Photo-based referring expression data

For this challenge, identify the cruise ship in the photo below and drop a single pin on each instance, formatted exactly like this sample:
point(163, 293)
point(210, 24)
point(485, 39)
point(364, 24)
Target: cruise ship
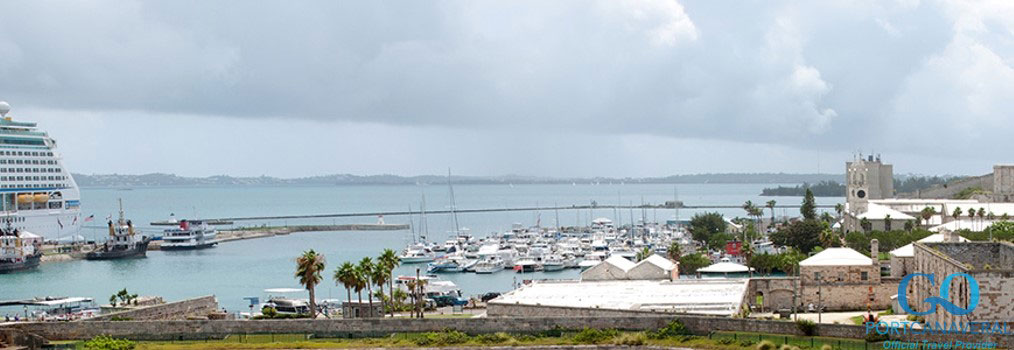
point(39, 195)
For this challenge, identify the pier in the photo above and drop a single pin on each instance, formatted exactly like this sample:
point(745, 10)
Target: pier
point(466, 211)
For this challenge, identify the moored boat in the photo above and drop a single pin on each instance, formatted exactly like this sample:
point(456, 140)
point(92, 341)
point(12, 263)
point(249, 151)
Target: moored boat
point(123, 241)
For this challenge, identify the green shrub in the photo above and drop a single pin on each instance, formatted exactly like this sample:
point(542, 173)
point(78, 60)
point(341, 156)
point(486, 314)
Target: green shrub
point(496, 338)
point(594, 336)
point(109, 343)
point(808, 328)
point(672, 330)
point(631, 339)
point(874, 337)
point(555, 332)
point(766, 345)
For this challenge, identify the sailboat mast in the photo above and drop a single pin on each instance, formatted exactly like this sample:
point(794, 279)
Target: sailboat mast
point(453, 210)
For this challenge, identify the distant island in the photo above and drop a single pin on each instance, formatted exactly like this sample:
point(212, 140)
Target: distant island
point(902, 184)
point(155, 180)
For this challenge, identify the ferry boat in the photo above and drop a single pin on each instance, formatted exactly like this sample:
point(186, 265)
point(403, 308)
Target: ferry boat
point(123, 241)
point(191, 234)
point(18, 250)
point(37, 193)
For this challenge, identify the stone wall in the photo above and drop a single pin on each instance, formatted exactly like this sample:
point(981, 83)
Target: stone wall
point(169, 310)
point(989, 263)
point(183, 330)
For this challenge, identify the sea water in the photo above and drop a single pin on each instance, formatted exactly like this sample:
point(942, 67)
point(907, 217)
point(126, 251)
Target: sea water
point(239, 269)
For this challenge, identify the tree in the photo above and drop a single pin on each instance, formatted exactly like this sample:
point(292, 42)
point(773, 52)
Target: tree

* * *

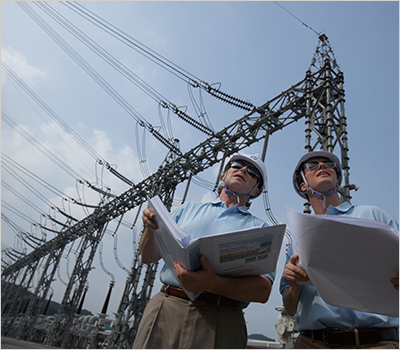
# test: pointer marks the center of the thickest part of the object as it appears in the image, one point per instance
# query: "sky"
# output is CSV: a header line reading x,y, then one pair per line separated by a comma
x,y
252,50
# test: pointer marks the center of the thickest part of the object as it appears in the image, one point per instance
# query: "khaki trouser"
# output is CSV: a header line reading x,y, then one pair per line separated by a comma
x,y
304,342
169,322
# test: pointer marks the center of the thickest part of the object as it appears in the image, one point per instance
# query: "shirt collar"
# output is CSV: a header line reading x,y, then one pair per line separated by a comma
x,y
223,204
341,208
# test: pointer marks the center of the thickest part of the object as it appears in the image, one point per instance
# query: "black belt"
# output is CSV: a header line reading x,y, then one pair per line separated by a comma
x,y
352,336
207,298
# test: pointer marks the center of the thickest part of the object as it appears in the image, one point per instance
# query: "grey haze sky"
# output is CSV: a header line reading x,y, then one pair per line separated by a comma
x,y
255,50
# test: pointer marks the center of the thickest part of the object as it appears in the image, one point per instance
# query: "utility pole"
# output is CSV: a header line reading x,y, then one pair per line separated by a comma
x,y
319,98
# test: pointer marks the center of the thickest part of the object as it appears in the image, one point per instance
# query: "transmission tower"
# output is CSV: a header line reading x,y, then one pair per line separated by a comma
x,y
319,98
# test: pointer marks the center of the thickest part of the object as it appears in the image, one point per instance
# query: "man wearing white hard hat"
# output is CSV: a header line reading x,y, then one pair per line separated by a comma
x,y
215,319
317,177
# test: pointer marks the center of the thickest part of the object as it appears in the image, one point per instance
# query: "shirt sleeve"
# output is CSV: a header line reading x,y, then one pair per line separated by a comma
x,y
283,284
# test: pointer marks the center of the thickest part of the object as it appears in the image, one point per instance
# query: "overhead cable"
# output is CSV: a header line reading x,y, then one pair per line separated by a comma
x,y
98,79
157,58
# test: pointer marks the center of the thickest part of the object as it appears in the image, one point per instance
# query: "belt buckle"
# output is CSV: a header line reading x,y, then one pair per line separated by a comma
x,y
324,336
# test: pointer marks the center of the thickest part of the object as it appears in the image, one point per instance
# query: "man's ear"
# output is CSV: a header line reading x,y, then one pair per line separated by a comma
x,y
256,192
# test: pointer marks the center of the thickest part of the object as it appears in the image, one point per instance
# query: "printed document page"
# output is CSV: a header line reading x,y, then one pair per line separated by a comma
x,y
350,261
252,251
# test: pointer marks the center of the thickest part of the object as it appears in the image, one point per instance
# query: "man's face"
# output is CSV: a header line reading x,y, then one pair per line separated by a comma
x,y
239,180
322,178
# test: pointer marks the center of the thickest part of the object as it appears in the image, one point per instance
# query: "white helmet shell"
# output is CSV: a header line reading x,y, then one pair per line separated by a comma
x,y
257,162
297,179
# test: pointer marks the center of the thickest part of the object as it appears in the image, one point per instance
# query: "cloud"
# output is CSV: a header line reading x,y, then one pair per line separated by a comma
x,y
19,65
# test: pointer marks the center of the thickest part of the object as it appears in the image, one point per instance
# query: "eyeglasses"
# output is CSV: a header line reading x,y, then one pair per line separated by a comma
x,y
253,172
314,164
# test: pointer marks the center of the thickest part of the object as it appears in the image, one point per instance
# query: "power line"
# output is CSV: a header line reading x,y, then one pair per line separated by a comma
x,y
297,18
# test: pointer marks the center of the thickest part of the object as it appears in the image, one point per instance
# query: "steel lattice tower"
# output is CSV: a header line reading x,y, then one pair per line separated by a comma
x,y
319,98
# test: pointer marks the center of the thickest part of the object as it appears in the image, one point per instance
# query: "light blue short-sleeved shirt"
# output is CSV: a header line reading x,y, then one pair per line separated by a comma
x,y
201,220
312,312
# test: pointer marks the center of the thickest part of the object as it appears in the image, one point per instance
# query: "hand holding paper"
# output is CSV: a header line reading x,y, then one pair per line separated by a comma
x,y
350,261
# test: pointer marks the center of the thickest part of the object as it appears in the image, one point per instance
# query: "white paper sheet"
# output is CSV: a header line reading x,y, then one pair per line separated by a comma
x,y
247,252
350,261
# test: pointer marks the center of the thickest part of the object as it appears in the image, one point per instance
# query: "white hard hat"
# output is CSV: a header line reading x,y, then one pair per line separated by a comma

** Work to complete **
With the string "shirt" as the key, filter the data above and show the lines that match.

** Answer for this exercise **
# query: "shirt collar"
# query: "shirt sleeve"
# query: "light blue short-sleeved shirt"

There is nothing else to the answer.